[Exercise directions] Please count the lines in the entries below that contain the string "find", and reply with only that number.

[Extracted data]
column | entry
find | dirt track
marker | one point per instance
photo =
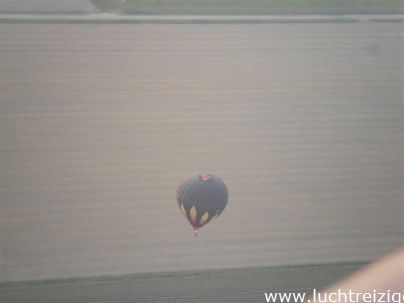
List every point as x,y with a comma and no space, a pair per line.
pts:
100,122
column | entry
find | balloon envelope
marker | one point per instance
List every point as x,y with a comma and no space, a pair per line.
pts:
202,198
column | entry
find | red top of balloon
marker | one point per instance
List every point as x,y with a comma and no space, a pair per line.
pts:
205,177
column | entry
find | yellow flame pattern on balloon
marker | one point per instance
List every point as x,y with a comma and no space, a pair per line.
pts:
204,218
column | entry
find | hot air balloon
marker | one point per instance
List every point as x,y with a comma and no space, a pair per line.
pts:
201,198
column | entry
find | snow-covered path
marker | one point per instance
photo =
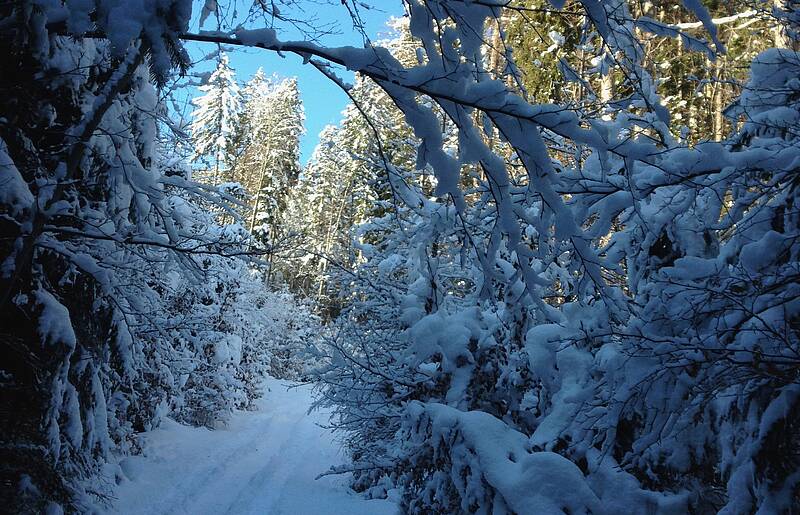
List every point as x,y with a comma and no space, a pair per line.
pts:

[The output] 6